▶ [WHAT TO PRODUCE]:
Below this line is the material. Write out only its lines from the one containing "Target: rainbow earring" through the one containing "For every instance of the black backpack", both kept, exactly.

▶ [EXTRACTED ENTRIES]:
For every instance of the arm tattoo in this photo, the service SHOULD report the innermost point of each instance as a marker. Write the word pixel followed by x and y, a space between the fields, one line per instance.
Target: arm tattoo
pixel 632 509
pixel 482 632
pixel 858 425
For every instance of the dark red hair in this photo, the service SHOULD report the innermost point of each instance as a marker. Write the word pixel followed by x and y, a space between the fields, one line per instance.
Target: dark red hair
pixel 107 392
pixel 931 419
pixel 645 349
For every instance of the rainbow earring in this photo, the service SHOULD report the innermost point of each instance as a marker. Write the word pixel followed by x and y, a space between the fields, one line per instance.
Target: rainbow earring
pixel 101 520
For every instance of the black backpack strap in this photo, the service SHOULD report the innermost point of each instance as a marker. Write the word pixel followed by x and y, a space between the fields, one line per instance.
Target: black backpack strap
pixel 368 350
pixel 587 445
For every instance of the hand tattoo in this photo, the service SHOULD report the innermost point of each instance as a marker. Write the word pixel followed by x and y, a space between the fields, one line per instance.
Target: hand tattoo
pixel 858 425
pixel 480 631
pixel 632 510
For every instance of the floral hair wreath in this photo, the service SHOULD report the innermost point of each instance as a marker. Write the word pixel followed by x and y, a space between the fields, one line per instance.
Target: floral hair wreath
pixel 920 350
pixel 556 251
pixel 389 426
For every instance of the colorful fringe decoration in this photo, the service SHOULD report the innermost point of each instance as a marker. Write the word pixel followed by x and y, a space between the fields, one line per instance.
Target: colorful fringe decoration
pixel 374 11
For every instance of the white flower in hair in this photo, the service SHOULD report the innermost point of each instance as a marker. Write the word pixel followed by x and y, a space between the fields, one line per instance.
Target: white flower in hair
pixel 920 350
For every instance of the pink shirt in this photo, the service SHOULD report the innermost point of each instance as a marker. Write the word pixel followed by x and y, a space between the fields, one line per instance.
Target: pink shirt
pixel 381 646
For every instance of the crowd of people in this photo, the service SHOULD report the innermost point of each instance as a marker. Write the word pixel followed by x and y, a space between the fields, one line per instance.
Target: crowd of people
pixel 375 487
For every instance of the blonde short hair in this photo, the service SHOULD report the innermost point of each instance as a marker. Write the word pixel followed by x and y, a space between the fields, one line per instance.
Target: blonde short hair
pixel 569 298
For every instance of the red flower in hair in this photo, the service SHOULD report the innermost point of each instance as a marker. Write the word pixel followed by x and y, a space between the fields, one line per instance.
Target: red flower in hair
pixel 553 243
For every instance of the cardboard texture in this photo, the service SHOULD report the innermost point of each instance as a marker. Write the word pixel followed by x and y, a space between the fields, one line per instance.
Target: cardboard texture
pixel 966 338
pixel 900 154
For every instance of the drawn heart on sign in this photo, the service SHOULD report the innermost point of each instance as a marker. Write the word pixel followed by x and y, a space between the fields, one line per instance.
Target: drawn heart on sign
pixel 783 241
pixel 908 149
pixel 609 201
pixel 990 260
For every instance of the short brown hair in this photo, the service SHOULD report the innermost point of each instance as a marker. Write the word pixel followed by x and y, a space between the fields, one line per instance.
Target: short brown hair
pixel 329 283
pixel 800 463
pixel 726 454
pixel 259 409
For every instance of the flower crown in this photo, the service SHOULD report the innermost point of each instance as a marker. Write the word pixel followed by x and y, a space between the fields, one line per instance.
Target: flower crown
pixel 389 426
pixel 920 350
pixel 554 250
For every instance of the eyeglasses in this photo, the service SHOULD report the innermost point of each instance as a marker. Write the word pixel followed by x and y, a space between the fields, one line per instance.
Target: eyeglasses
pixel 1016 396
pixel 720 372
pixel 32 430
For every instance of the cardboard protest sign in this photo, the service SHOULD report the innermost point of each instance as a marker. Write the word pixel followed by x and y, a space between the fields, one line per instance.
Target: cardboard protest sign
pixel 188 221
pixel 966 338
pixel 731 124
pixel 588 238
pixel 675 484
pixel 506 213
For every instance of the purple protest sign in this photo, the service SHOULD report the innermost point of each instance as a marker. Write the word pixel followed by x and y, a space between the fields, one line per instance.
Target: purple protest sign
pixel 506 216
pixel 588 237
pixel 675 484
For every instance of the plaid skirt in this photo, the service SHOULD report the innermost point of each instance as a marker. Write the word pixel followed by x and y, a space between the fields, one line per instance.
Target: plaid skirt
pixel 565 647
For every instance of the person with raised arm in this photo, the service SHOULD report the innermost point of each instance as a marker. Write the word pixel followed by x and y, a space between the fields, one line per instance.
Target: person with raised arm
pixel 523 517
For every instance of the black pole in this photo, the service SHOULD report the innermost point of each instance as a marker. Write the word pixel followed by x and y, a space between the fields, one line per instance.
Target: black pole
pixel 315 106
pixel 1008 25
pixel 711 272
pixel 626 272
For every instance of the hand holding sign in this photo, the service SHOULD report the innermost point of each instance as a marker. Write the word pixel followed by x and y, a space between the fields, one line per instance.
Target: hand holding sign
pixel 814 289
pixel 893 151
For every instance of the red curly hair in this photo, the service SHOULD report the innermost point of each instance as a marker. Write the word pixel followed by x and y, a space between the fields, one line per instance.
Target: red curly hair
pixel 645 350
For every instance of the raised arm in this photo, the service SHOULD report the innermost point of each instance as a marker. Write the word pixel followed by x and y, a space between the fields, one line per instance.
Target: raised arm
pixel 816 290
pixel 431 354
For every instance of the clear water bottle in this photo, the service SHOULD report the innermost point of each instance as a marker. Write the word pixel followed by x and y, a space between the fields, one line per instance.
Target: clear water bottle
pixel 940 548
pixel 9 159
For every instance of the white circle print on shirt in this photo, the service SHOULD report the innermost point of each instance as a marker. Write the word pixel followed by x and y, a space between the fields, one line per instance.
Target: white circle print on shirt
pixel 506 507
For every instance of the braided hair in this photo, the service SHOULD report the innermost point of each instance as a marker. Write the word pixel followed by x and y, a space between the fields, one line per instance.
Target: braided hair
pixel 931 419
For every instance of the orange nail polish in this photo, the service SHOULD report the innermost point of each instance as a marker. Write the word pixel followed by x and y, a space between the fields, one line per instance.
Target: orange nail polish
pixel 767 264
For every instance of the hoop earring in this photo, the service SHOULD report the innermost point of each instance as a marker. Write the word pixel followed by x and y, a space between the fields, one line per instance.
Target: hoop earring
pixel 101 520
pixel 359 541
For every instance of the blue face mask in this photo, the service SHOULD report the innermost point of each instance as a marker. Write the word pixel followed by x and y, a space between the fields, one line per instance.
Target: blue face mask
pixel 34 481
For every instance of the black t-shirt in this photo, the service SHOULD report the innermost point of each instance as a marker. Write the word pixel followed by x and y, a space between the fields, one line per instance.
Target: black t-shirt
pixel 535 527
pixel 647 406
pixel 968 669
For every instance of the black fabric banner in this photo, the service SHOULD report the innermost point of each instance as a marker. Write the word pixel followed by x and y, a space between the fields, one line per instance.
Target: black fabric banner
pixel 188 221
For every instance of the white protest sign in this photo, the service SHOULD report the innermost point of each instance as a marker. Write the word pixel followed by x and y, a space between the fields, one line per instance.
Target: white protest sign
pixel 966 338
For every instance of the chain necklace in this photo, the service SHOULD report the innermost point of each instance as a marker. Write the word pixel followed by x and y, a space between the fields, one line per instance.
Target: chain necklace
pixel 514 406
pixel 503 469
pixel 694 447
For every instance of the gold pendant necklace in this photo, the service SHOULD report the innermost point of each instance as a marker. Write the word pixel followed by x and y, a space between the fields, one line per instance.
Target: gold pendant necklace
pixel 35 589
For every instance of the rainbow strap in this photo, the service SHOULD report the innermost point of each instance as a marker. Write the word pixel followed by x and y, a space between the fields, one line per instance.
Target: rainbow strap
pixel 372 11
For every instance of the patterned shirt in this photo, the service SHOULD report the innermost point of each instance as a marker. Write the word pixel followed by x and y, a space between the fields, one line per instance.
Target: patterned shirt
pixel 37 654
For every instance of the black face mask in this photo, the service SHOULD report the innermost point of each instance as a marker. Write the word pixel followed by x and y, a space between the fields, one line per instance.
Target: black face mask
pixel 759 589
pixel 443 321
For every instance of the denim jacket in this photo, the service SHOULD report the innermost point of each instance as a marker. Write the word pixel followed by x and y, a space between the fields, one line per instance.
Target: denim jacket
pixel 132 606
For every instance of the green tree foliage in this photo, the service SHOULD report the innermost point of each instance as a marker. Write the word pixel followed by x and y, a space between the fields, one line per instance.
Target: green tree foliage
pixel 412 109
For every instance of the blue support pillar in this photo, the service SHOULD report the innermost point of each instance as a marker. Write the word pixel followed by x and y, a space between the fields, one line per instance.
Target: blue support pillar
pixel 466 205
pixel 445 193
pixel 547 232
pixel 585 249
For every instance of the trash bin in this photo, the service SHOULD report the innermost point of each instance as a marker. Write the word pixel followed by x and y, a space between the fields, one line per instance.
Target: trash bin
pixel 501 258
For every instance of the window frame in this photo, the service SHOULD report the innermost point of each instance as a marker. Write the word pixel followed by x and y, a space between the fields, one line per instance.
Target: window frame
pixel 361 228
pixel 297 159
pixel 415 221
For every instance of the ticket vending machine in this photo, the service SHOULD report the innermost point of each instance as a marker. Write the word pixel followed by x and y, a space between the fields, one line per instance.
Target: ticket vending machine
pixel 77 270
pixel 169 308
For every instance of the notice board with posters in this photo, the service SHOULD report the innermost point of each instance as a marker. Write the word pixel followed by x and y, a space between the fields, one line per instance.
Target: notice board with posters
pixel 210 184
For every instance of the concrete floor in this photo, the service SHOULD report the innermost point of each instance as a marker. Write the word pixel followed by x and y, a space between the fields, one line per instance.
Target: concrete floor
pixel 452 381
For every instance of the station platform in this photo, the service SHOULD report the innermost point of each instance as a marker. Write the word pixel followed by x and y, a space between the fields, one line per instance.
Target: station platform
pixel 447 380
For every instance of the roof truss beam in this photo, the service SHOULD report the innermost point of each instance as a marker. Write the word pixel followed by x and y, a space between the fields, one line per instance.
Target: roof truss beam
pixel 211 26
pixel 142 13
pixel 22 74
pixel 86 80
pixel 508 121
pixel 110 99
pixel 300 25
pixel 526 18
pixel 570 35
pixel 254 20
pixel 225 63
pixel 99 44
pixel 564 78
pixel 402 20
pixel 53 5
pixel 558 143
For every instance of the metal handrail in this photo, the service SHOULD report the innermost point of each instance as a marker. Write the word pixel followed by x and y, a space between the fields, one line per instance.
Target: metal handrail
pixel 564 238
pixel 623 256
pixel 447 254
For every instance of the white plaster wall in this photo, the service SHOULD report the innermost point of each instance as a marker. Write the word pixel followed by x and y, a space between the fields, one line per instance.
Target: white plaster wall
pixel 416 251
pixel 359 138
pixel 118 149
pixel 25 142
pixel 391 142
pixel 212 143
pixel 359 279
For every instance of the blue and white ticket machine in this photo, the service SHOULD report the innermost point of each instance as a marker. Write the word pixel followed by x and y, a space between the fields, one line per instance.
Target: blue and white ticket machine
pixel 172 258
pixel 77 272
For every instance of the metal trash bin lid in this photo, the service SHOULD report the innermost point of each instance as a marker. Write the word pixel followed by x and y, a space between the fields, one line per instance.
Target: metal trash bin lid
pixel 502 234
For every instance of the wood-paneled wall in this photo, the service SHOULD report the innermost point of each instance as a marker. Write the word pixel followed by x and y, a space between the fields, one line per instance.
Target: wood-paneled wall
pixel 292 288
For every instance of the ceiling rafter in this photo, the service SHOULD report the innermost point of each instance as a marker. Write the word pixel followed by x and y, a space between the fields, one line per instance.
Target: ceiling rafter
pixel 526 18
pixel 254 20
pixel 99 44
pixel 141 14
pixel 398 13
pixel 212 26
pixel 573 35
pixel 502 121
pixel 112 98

▶ [TASK RESULT]:
Target: rainbow earring
pixel 101 520
For every instance of the black backpack strap in this photo, the service SHOULD report the innermost point of each instance as a marker. Write the word pixel followed by x and y, a space between the fields, one line per instance.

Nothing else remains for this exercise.